**Data records**
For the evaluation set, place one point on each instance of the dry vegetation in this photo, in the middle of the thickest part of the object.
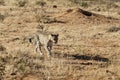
(88, 47)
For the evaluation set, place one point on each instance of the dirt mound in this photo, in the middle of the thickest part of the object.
(78, 15)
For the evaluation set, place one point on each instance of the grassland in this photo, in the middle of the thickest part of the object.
(89, 39)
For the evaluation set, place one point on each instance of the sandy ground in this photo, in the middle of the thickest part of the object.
(88, 46)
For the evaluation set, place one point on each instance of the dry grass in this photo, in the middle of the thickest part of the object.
(88, 47)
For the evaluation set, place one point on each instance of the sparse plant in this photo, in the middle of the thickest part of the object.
(41, 3)
(84, 4)
(21, 3)
(2, 2)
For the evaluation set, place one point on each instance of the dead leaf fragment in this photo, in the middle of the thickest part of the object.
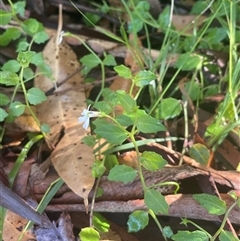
(71, 158)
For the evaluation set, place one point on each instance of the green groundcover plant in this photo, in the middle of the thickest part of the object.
(135, 118)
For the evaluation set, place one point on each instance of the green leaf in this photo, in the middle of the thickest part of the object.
(123, 71)
(41, 37)
(89, 140)
(211, 203)
(122, 173)
(25, 58)
(28, 73)
(46, 70)
(189, 61)
(227, 236)
(114, 134)
(22, 45)
(5, 17)
(193, 236)
(124, 120)
(109, 60)
(143, 78)
(156, 202)
(4, 100)
(164, 19)
(90, 19)
(3, 114)
(200, 153)
(215, 35)
(8, 78)
(169, 108)
(9, 35)
(198, 7)
(136, 24)
(193, 90)
(37, 59)
(98, 169)
(16, 108)
(147, 124)
(87, 234)
(12, 66)
(152, 161)
(45, 128)
(19, 7)
(36, 96)
(90, 61)
(100, 223)
(110, 161)
(137, 221)
(31, 26)
(167, 232)
(127, 102)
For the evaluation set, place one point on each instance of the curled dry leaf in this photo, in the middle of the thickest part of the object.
(71, 158)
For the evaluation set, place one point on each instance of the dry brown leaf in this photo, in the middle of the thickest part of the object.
(189, 22)
(71, 158)
(13, 226)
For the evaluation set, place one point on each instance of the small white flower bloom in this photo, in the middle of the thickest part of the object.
(86, 115)
(61, 37)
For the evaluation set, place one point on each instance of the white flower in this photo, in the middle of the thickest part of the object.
(86, 115)
(61, 37)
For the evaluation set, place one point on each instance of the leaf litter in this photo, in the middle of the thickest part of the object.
(71, 158)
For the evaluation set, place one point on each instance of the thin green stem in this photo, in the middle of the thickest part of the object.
(223, 221)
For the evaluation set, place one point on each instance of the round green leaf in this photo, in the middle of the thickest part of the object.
(90, 61)
(4, 100)
(193, 89)
(123, 71)
(100, 223)
(36, 96)
(193, 236)
(147, 124)
(200, 153)
(143, 78)
(31, 26)
(19, 7)
(41, 37)
(8, 78)
(109, 60)
(169, 108)
(127, 102)
(98, 169)
(137, 220)
(9, 35)
(114, 134)
(12, 66)
(122, 173)
(211, 203)
(5, 17)
(24, 58)
(189, 61)
(88, 234)
(22, 45)
(16, 108)
(156, 202)
(28, 73)
(45, 128)
(227, 236)
(152, 161)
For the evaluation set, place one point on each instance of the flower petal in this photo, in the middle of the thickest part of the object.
(82, 118)
(86, 124)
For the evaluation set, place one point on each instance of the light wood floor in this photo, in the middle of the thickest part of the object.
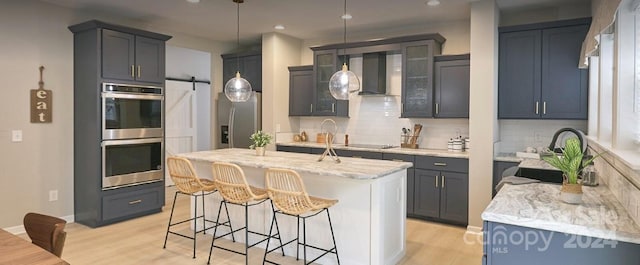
(139, 241)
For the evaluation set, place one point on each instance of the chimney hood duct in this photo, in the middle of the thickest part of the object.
(374, 74)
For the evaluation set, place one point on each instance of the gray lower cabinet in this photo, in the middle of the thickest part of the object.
(301, 90)
(451, 95)
(506, 244)
(410, 178)
(442, 189)
(538, 75)
(498, 168)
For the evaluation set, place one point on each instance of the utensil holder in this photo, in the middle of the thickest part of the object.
(409, 141)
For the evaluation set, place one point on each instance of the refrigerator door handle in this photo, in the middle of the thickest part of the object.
(231, 121)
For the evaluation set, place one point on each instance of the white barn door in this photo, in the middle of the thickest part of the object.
(187, 111)
(181, 120)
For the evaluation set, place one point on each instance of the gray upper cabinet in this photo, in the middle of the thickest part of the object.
(539, 76)
(132, 58)
(451, 97)
(248, 63)
(325, 64)
(300, 90)
(417, 79)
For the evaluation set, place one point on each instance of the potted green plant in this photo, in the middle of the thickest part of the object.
(260, 140)
(571, 163)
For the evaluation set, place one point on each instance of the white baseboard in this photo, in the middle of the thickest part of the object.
(17, 230)
(475, 230)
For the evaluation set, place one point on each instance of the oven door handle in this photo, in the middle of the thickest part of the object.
(131, 96)
(131, 141)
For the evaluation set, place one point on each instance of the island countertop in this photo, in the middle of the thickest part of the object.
(393, 150)
(538, 206)
(355, 168)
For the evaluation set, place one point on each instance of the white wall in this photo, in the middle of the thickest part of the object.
(482, 106)
(34, 34)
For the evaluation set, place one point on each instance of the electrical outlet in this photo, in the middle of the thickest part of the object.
(53, 195)
(16, 136)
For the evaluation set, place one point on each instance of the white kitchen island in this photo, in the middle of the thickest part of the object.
(369, 219)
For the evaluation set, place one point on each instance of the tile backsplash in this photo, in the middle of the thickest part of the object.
(376, 120)
(517, 135)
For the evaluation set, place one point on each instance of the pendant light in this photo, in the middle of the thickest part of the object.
(344, 83)
(238, 89)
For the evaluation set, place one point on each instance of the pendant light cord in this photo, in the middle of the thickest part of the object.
(238, 36)
(344, 49)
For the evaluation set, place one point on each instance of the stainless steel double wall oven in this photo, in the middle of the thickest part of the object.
(132, 135)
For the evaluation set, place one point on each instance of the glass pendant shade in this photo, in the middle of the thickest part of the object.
(344, 83)
(237, 89)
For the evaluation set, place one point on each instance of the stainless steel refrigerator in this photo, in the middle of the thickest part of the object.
(237, 121)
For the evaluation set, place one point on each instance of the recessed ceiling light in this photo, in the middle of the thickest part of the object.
(433, 2)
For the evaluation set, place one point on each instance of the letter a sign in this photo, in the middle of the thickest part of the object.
(41, 103)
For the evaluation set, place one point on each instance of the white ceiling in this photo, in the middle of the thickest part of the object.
(304, 19)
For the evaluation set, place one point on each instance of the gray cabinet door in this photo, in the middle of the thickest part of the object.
(325, 65)
(451, 97)
(519, 75)
(454, 195)
(417, 83)
(564, 85)
(252, 71)
(150, 59)
(118, 59)
(300, 91)
(427, 193)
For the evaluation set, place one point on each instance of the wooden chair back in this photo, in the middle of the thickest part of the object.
(287, 191)
(232, 183)
(184, 176)
(46, 231)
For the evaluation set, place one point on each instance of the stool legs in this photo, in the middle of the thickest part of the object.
(335, 247)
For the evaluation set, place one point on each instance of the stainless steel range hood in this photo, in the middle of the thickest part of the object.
(374, 74)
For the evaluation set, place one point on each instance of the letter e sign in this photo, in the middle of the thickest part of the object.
(41, 99)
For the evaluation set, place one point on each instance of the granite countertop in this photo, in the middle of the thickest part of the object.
(394, 150)
(355, 168)
(538, 206)
(507, 157)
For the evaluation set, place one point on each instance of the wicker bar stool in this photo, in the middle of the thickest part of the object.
(287, 192)
(234, 189)
(187, 182)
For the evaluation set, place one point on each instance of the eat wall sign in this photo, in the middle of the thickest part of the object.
(41, 107)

**What to work on**
Each record above is to be restated exactly, with its pictures removed from the copy.

**Solution to the exercise**
For the evaluation set, place one point on each instance of the dry vegetation in this photo, in the middle of the thickest part of the object.
(88, 47)
For the evaluation set, place one point on each instance of the dirt mound in this photo, in the middle of the thickest part of the object.
(78, 15)
For the evaluation set, place one point on each instance of the grassland in this photo, in the middle of the thickest part of the object.
(89, 39)
For the evaluation set, place one point on each instance of the sandy ground in this photo, in the middle of the thickest part of the object.
(88, 46)
For the evaluation set, place one point on each instance of the dry grass in this photo, in the middle of the thickest part of the object.
(88, 47)
For the evaluation set, place one point on each instance of the sparse plant in this photo, in the middle of the thickest part of the object.
(41, 3)
(84, 4)
(21, 3)
(2, 2)
For the evaluation set, place one point on each instance of the dead leaf fragment in this photo, in the middle of the thickest part of the object.
(71, 158)
For the evaluation set, place one point on each instance of the green groundcover plant in this photo, in the middle of the thickest part of the object.
(135, 118)
For the evaluation set, place one point on each instance of the green leaf in this photo, in the middle of the thickest part of the object.
(123, 71)
(41, 37)
(89, 140)
(211, 203)
(122, 173)
(25, 58)
(28, 73)
(46, 70)
(189, 61)
(227, 236)
(114, 134)
(22, 45)
(5, 17)
(193, 236)
(124, 120)
(109, 60)
(143, 78)
(156, 202)
(4, 100)
(164, 19)
(90, 19)
(3, 114)
(200, 153)
(215, 35)
(8, 78)
(169, 108)
(9, 35)
(198, 7)
(136, 24)
(193, 90)
(37, 59)
(98, 169)
(16, 108)
(147, 124)
(87, 234)
(12, 66)
(152, 161)
(45, 128)
(19, 7)
(36, 96)
(90, 61)
(100, 223)
(110, 161)
(137, 221)
(31, 26)
(167, 232)
(127, 102)
For the evaluation set, place one point on each instance of the curled dry leaf in this photo, in the middle of the thickest part of the object.
(71, 158)
For the evaluation set, place one point on each instance of the dry brown leaf in this photo, in the middle of the thickest part of the object.
(189, 22)
(71, 158)
(13, 226)
For the evaluation set, place one point on each instance of the small white flower bloom in this photo, in the middle of the thickest part of the object.
(86, 115)
(61, 37)
For the evaluation set, place one point on each instance of the white flower in this photo, in the middle of the thickest part of the object.
(86, 115)
(61, 37)
For the evaluation set, place one point on each instance of the leaf litter in this photo, in the middle of the thickest part of the object.
(71, 158)
For the evaluation set, place one point on each instance of the thin green stem in this photo, in the middle of the thickest part of the object.
(223, 221)
For the evaluation set, place one point on each instance of the round green leaf in this photo, in the middle of the thickest part of the object.
(90, 61)
(4, 100)
(193, 89)
(123, 71)
(100, 223)
(36, 96)
(193, 236)
(147, 124)
(200, 153)
(143, 78)
(31, 26)
(19, 7)
(41, 37)
(8, 78)
(109, 60)
(169, 108)
(127, 102)
(98, 169)
(137, 220)
(9, 35)
(114, 134)
(12, 66)
(122, 173)
(211, 203)
(5, 17)
(24, 58)
(189, 61)
(88, 234)
(22, 45)
(16, 108)
(156, 202)
(28, 73)
(45, 128)
(227, 236)
(152, 161)
For the evaluation set, place one point on each instance of the flower petal in this photo, in the middle of the thickest part of the object.
(82, 118)
(86, 124)
For the evaluation set, place one point on each instance of the light wood floor in this photo, in the middle of the thickest part of the object.
(139, 241)
For the evaluation set, place one point on each instance of the chimney hood duct in this photo, in the middle of the thickest part of the object.
(374, 74)
For the evaluation set, place one point on each instance of the gray lower cabinet in this photo, in the middle of the thickest part of the object.
(301, 90)
(451, 95)
(506, 244)
(410, 178)
(442, 189)
(538, 75)
(498, 168)
For the evaluation set, place one point on each instance of the utensil holder in this photo, in the middle of the thickest part of the object.
(409, 141)
For the evaluation set, place one point on each instance of the refrigerator door handle in this photo, in the middle of the thickest part of the object.
(231, 121)
For the evaluation set, place one point on each instance of the white barn door in this photo, in the middle of the thickest part of the object.
(187, 111)
(181, 120)
For the evaluation set, place one point on each instance of the gray upper cabinet in this photo, in the middle of the thickest part of the object.
(539, 76)
(132, 58)
(451, 97)
(248, 63)
(325, 64)
(300, 90)
(417, 79)
For the evaluation set, place one point on each instance of the potted green plant in this photo, in the middle of the thickest part of the object.
(260, 140)
(571, 163)
For the evaluation set, place one point on each instance of the white baseboard in this photo, in the middle of the thickest part of the object.
(17, 230)
(475, 230)
For the evaluation set, place one point on each instance of the oven door handle in this photo, in the middle of the thickest part of the object.
(131, 96)
(131, 141)
For the evaluation set, place one point on each instance of the island countertop in this photo, in the middle of the thickest part of the object.
(393, 150)
(538, 206)
(355, 168)
For the evaluation set, place one point on each instance of the white wall in this photo, in the middle of the thickest part of the object.
(482, 106)
(34, 34)
For the evaluation set, place one point on each instance of the electrical outlet in this photo, in the middle of the thickest part of the object.
(53, 195)
(16, 136)
For the evaluation set, place one point on each instance of the white kitchen island in this photo, in the middle of the thickest part of the object.
(369, 219)
For the evaluation set, place one point on each instance of the tile backsplash in this photo, in the middle of the thickest part of the object.
(376, 120)
(517, 135)
For the evaluation set, place one point on each instance of the pendant light in this photo, in the middle of the thickest part of the object.
(344, 83)
(238, 89)
For the evaluation set, place one point on each instance of the pendant light cord in this photo, in the middle of the thickest part of the object.
(238, 36)
(344, 49)
For the evaluation set, place one point on each instance of the stainless steel double wall oven in this photo, in the middle of the thickest part of the object.
(132, 135)
For the evaluation set, place one point on each instance of the glass pendant shade in this photo, in the middle of the thickest part of the object.
(344, 83)
(237, 89)
For the evaluation set, place one point on each instance of the stainless steel refrigerator in this photo, in the middle of the thickest part of the object.
(237, 121)
For the evaluation set, place one point on each instance of the recessed ceiling light in this photo, in the middle of the thickest part of the object.
(433, 2)
For the evaluation set, place one point on each instance of the letter a sign in this photo, in the middle of the thickest part of the object.
(41, 103)
For the evaluation set, place one point on each instance of the white ceiling in this photo, in the middle of the thickest part of the object.
(304, 19)
For the evaluation set, place one point on each instance of the gray cabinet door in this photo, in the middle of the thickest part of the object.
(325, 65)
(451, 97)
(519, 75)
(454, 195)
(417, 83)
(564, 85)
(252, 71)
(150, 59)
(118, 59)
(300, 91)
(427, 193)
For the evaluation set, place one point on each instance of the wooden chair back in this photo, in the middle of the thickest part of the object.
(287, 191)
(232, 183)
(184, 176)
(46, 231)
For the evaluation set, place one point on each instance of the stool legs in this photo, in the middle of the thickest part of the object.
(335, 247)
For the evaluation set, place one point on each instance of the stainless steel range hood in this photo, in the middle of the thickest part of the object.
(374, 74)
For the evaluation set, place one point on each instance of the letter e sign in this photo, in the middle of the thickest part of the object.
(41, 99)
For the evaluation set, place one point on each instance of the granite countertop in this photo, in the middle of the thickest part of the object.
(394, 150)
(355, 168)
(538, 206)
(507, 157)
For the evaluation set, place one point on each instance of the wicker bar stool in this photo, in the middle of the thickest part of the object.
(287, 192)
(234, 189)
(187, 182)
For the evaluation set, place one point on each instance of the eat wall sign in this photo, in the middle of the thickest part of the object.
(41, 107)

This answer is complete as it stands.